Exactly as written, output each of the lines below, with no images.

*** Records

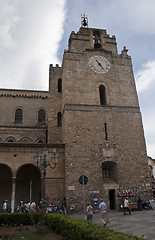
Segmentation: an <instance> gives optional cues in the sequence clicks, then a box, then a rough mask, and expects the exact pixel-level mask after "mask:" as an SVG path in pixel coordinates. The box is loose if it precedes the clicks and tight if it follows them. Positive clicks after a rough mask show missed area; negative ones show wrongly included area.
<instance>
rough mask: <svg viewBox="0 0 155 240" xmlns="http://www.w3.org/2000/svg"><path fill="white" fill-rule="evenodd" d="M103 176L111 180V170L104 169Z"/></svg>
mask: <svg viewBox="0 0 155 240" xmlns="http://www.w3.org/2000/svg"><path fill="white" fill-rule="evenodd" d="M102 175H103V178H110V169H103V170H102Z"/></svg>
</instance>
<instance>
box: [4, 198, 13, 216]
mask: <svg viewBox="0 0 155 240" xmlns="http://www.w3.org/2000/svg"><path fill="white" fill-rule="evenodd" d="M3 211H4V212H6V213H10V212H11V204H10V203H9V202H8V200H5V202H4V204H3Z"/></svg>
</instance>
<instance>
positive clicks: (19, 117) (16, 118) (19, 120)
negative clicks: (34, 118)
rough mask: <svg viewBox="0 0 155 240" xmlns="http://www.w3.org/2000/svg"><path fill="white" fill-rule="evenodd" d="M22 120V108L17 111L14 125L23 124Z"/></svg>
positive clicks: (16, 110) (19, 108) (17, 109)
mask: <svg viewBox="0 0 155 240" xmlns="http://www.w3.org/2000/svg"><path fill="white" fill-rule="evenodd" d="M22 118H23V111H22V109H21V108H18V109H16V111H15V119H14V123H15V124H21V123H22Z"/></svg>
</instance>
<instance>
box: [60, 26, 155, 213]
mask: <svg viewBox="0 0 155 240" xmlns="http://www.w3.org/2000/svg"><path fill="white" fill-rule="evenodd" d="M127 52H128V50H127V49H126V47H124V48H123V50H122V52H121V54H118V52H117V42H116V38H115V36H112V37H110V36H109V34H107V32H106V30H104V29H95V28H88V26H87V24H86V25H82V27H81V28H80V29H79V31H78V32H77V33H75V32H72V33H71V35H70V38H69V45H68V50H65V52H64V57H63V65H62V136H63V142H64V143H65V173H66V175H65V179H66V180H65V181H66V200H67V203H68V206H70V207H71V208H76V209H81V206H82V203H83V195H82V194H83V189H82V185H80V183H79V181H78V180H79V177H80V176H82V175H84V176H87V178H88V183H87V184H86V186H85V190H86V201H91V204H94V201H95V205H96V206H97V204H98V203H99V201H100V199H101V198H103V199H104V200H105V201H106V202H108V201H109V203H110V208H111V209H115V208H118V207H119V204H120V202H121V198H120V196H122V197H123V196H124V193H126V194H128V195H130V196H131V199H132V201H135V200H136V196H137V195H136V194H140V195H141V197H142V198H143V199H148V198H149V196H150V194H151V191H150V187H151V186H150V173H149V168H148V164H147V154H146V146H145V139H144V131H143V125H142V118H141V113H140V108H139V103H138V98H137V92H136V87H135V80H134V75H133V70H132V61H131V57H130V56H128V54H127ZM93 193H97V195H95V196H96V199H94V197H93ZM118 193H119V194H118Z"/></svg>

******

_Result of the task:_
Segmentation: an <instance> gives optional cues in the sequence clicks, then a box, then a rough mask, and expects the exact pixel-level mask after "mask:" as an SVG path in pixel coordinates. The box is loose if it precedes the clicks and tight if it follows them. Positive clicks after a rough mask show missed area; negative ones show wrongly included area.
<instance>
rough mask: <svg viewBox="0 0 155 240" xmlns="http://www.w3.org/2000/svg"><path fill="white" fill-rule="evenodd" d="M103 176L111 180V170L104 169Z"/></svg>
mask: <svg viewBox="0 0 155 240" xmlns="http://www.w3.org/2000/svg"><path fill="white" fill-rule="evenodd" d="M102 175H103V178H110V169H103V170H102Z"/></svg>
</instance>
<instance>
box: [4, 198, 13, 216]
mask: <svg viewBox="0 0 155 240" xmlns="http://www.w3.org/2000/svg"><path fill="white" fill-rule="evenodd" d="M3 211H4V212H6V213H10V212H11V204H10V203H9V202H8V200H5V202H4V204H3Z"/></svg>
</instance>
<instance>
positive clicks: (19, 117) (16, 118) (19, 120)
negative clicks: (34, 118)
rough mask: <svg viewBox="0 0 155 240" xmlns="http://www.w3.org/2000/svg"><path fill="white" fill-rule="evenodd" d="M22 120V108L17 111L14 125L23 124Z"/></svg>
positive clicks: (16, 110) (19, 108) (17, 109)
mask: <svg viewBox="0 0 155 240" xmlns="http://www.w3.org/2000/svg"><path fill="white" fill-rule="evenodd" d="M22 118H23V111H22V109H21V108H18V109H16V111H15V119H14V123H15V124H21V123H22Z"/></svg>
</instance>
<instance>
box: [60, 26, 155, 213]
mask: <svg viewBox="0 0 155 240" xmlns="http://www.w3.org/2000/svg"><path fill="white" fill-rule="evenodd" d="M127 52H128V50H127V49H126V47H124V48H123V50H122V52H121V54H118V52H117V42H116V38H115V36H112V37H110V36H109V34H107V32H106V30H104V29H95V28H88V26H87V24H86V25H82V27H81V28H80V29H79V31H78V32H77V33H75V32H72V33H71V35H70V38H69V45H68V50H65V52H64V57H63V65H62V136H63V142H64V143H65V173H66V175H65V179H66V180H65V181H66V200H67V203H68V206H70V207H71V208H76V209H81V206H82V203H83V195H82V194H83V189H82V185H80V183H79V181H78V180H79V177H80V176H82V175H84V176H87V178H88V183H87V184H86V186H85V190H86V201H91V204H94V201H95V205H96V206H97V204H98V203H99V201H100V199H101V198H103V199H104V200H105V201H106V202H108V201H109V203H110V208H111V209H115V208H118V207H119V204H120V202H121V198H120V196H122V197H123V196H124V193H126V194H128V195H130V196H131V199H132V201H135V200H136V196H137V195H136V194H140V195H141V197H142V198H143V199H148V198H149V196H150V194H151V191H150V187H151V186H150V173H149V168H148V164H147V154H146V146H145V139H144V131H143V125H142V118H141V113H140V108H139V103H138V98H137V92H136V87H135V80H134V75H133V70H132V61H131V57H130V56H128V54H127ZM93 193H97V195H95V196H96V199H94V197H93ZM118 193H119V194H118Z"/></svg>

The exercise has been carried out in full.